Passage shown:
::::::
# throwing Knives ?



## white mantis (Jul 4, 2004)

Practical or not ?


----------



## Flatlander (Jul 4, 2004)

I would say, in a limited way.


----------



## KenpoTex (Jul 5, 2004)

As you see them in the movies where someone puts a knife into someone from 25 yards away when they're both moving...yeah right.  Anyone who has ever done any knife throwing can attest to the fact that it is a difficult skill to master.  You have to know the distance and throw accordingly and there are a myriad of factors that influence your success some of which are: balance of the knife, the grip you use, the force used to throw the knife, etc. If you are "off" even a little the knife will not stick.  The only time I would even consider throwing a knife would be at a range close enough for what I have heard refered to as a "combat throw." Usually 5 or 6 feet, or close enough that the knife will not start to tumble.  At these distances you can stick most knives (for this technique it helps if the knife is blade heavy) and generate a lot of penetration (I once threw a 3 3/4" bladed folder at a piece of 1x12 and the tip protruded about 1/4" through the other side).  However, if you do this you've thrown away your weapon which is rarely (if ever) a smart thing to do.  

anyway, just my $0.02


----------



## Rich Parsons (Jul 5, 2004)

kenpotex said:
			
		

> As you see them in the movies where someone puts a knife into someone from 25 yards away when they're both moving...yeah right.  Anyone who has ever done any knife throwing can attest to the fact that it is a difficult skill to master.  You have to know the distance and throw accordingly and there are a myriad of factors that influence your success some of which are: balance of the knife, the grip you use, the force used to throw the knife, etc. If you are "off" even a little the knife will not stick.  The only time I would even consider throwing a knife would be at a range close enough for what I have heard refered to as a "combat throw." Usually 5 or 6 feet, or close enough that the knife will not start to tumble.  At these distances you can stick most knives (for this technique it helps if the knife is blade heavy) and generate a lot of penetration (I once threw a 3 3/4" bladed folder at a piece of 1x12 and the tip protruded about 1/4" through the other side).  However, if you do this you've thrown away your weapon which is rarely (if ever) a smart thing to do.
> 
> anyway, just my $0.02




Try Darts.

Try throwing darts with an underhand motion and hitting the target, then later the number you want. Also try with an over hand throw, where you hand onto the "feathers", so the point has to rotate. Yes there are big differences, in weight and balance and distance. The basics, are similiar in my mind though. This also allows you to practice while out or at a friends.


----------



## white mantis (Jul 5, 2004)

Now that I think about it ninja shuriken would be a better option, eh ?


----------



## Flatlander (Jul 5, 2004)
::::::
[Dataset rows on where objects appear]
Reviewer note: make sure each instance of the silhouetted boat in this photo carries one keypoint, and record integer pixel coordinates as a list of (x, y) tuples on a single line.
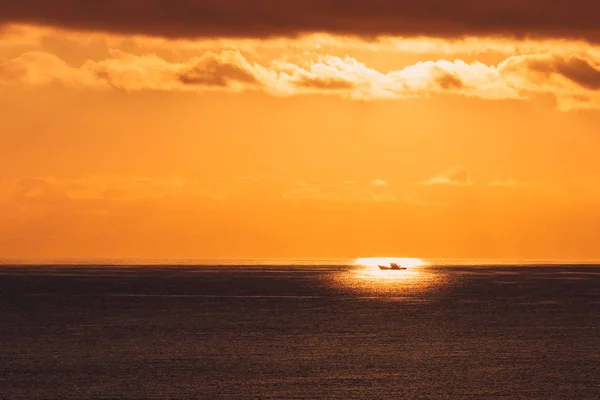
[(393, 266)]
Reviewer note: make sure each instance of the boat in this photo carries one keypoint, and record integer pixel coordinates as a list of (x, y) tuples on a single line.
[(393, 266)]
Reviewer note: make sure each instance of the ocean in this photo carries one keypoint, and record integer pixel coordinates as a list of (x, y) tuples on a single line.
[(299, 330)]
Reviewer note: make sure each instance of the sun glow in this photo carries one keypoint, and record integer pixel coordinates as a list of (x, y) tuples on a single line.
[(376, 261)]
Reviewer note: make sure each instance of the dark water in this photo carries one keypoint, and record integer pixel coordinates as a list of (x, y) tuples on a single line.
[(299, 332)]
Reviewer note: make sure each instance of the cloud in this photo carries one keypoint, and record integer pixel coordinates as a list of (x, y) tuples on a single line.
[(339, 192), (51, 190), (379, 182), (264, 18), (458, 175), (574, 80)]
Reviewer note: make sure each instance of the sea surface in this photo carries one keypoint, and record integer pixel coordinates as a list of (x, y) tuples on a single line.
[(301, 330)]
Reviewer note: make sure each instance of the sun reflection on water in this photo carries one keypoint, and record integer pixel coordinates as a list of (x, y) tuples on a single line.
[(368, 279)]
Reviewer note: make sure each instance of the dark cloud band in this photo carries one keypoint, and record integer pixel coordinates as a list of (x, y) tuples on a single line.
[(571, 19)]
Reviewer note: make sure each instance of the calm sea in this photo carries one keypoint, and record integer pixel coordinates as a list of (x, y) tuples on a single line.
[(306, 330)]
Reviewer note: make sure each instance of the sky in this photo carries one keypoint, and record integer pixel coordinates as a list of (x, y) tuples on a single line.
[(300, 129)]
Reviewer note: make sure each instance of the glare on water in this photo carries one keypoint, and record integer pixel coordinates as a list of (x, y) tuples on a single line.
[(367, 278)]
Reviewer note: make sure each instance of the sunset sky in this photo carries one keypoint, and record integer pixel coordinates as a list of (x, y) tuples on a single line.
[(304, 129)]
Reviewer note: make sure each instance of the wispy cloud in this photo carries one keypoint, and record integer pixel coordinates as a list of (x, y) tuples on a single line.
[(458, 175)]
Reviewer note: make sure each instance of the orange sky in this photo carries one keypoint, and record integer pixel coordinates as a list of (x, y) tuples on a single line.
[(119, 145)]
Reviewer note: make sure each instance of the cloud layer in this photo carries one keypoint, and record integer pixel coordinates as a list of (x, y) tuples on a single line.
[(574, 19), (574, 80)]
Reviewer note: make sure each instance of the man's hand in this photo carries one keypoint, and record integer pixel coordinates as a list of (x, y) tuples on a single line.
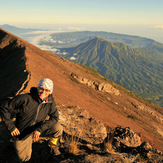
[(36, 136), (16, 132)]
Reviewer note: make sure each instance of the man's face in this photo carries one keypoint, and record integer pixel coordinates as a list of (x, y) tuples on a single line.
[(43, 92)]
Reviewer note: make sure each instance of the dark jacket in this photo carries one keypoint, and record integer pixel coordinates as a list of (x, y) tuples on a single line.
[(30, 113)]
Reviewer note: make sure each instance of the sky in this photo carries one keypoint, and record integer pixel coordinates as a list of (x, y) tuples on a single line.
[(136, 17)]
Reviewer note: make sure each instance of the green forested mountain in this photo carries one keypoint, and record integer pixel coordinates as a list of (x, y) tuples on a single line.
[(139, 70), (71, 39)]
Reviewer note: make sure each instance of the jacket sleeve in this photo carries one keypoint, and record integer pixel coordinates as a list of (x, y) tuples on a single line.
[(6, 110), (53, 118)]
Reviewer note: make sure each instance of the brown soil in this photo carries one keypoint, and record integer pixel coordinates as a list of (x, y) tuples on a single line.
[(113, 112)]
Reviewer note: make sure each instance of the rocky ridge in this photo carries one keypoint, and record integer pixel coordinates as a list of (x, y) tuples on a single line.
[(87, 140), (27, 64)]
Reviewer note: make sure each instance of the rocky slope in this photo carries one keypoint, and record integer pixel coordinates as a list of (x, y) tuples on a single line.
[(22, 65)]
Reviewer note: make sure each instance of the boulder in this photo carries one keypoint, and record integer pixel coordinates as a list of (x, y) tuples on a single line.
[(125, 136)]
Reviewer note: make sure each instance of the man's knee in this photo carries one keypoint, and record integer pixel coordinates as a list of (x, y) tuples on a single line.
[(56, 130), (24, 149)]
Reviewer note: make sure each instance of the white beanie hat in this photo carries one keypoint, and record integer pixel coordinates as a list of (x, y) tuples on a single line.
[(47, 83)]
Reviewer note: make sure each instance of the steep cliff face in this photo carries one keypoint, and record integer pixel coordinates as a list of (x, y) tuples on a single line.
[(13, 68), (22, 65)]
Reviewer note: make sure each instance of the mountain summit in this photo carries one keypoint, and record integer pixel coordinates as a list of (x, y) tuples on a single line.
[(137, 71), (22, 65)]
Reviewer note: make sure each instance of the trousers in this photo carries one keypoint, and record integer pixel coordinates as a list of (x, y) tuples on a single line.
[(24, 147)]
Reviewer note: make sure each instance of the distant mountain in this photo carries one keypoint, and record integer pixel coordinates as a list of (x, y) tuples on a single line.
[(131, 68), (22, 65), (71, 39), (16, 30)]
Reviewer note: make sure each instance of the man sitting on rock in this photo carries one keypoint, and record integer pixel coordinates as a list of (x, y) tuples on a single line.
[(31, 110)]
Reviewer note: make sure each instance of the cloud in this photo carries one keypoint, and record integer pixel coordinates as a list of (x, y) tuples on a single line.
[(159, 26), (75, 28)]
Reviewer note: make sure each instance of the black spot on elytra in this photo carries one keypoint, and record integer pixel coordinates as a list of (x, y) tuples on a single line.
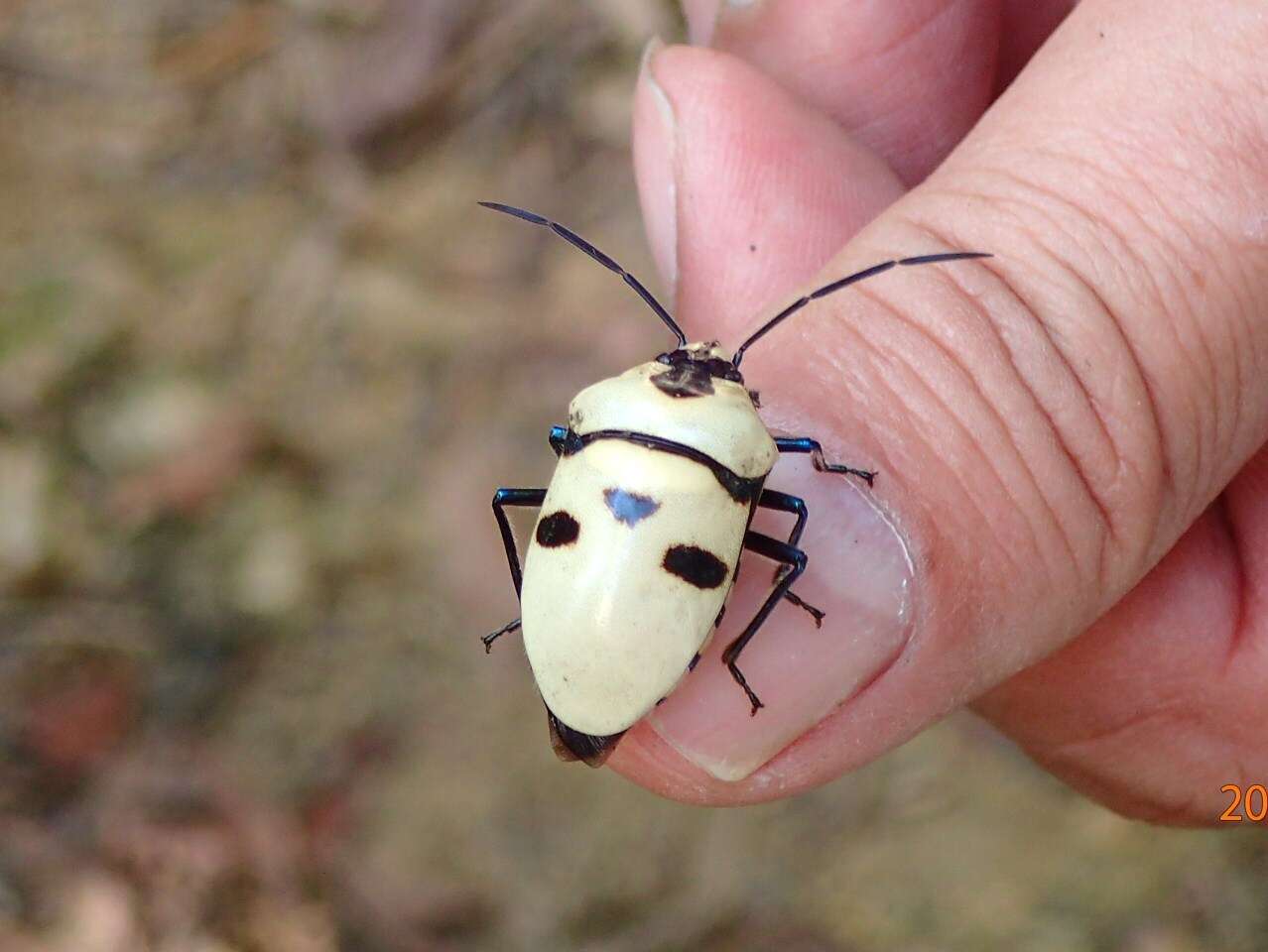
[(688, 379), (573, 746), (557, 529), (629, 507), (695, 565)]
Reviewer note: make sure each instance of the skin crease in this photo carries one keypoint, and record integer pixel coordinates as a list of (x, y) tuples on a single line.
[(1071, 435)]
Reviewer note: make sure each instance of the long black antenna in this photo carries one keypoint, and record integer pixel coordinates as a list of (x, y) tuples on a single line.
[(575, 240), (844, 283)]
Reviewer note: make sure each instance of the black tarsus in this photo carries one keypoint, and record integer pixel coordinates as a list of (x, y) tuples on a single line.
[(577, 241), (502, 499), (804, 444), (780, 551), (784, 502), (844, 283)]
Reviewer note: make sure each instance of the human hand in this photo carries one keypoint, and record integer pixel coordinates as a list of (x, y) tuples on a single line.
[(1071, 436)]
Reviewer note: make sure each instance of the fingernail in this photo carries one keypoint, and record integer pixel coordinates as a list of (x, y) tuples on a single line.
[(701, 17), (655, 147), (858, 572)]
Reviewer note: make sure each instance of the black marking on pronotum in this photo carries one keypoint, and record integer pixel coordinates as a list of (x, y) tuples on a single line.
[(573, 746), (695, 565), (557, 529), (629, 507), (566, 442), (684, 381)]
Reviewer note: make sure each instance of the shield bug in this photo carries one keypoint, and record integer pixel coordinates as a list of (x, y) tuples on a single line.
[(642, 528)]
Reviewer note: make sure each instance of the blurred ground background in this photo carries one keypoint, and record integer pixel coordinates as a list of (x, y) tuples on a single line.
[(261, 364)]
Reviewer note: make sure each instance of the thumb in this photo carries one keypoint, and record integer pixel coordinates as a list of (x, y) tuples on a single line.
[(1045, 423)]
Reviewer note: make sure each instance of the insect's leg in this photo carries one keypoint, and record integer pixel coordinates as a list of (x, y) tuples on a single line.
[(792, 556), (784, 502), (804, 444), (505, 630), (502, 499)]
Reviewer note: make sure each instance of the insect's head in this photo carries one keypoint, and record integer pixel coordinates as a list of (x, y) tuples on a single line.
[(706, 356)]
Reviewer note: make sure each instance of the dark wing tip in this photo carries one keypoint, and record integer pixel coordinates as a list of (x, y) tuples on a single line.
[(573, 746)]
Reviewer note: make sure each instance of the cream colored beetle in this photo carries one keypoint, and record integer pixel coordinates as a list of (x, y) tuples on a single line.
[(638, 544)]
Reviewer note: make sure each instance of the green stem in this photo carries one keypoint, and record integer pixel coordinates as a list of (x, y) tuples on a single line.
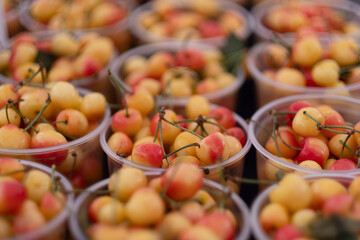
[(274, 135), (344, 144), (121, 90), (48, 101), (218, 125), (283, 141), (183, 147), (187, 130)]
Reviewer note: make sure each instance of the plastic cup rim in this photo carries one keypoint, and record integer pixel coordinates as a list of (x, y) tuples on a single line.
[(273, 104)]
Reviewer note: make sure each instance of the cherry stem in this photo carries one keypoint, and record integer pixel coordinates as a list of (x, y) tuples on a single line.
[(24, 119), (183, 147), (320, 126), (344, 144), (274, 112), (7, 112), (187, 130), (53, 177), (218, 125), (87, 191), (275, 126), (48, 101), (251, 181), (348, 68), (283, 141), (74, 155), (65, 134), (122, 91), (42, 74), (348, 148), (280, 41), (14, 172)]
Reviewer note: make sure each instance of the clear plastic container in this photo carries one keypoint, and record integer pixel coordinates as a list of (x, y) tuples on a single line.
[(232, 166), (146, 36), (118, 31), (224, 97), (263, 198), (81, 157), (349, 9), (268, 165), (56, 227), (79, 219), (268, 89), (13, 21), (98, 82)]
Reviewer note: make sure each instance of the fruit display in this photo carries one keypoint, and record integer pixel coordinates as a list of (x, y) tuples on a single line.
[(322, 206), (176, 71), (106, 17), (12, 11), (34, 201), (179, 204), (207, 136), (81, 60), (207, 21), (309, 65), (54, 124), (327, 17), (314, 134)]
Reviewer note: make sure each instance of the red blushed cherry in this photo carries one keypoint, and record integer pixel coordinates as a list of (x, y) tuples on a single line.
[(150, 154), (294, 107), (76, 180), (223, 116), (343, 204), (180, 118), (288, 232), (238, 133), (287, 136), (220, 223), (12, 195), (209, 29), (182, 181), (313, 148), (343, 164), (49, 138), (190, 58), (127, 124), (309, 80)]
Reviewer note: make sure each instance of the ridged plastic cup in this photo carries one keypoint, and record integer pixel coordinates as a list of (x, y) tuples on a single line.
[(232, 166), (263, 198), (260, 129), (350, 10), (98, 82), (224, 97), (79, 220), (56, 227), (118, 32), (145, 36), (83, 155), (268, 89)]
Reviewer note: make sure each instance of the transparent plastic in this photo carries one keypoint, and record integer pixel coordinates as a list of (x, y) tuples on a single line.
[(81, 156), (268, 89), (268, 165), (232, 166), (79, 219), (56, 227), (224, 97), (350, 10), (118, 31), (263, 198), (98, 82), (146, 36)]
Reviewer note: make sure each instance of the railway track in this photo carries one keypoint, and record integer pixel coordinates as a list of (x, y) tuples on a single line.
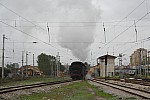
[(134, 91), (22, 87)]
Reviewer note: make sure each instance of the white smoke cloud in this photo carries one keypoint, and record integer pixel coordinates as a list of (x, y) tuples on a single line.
::::::
Task instructions: Write out, word for word, the part of the knife-throwing thread above that runs from "Try throwing darts" down to "mantis (Jul 5, 2004)".

Solution to this exercise:
Try throwing darts with an underhand motion and hitting the target, then later the number you want. Also try with an over hand throw, where you hand onto the "feathers", so the point has to rotate. Yes there are big differences, in weight and balance and distance. The basics, are similiar in my mind though. This also allows you to practice while out or at a friends.


----------



## white mantis (Jul 5, 2004)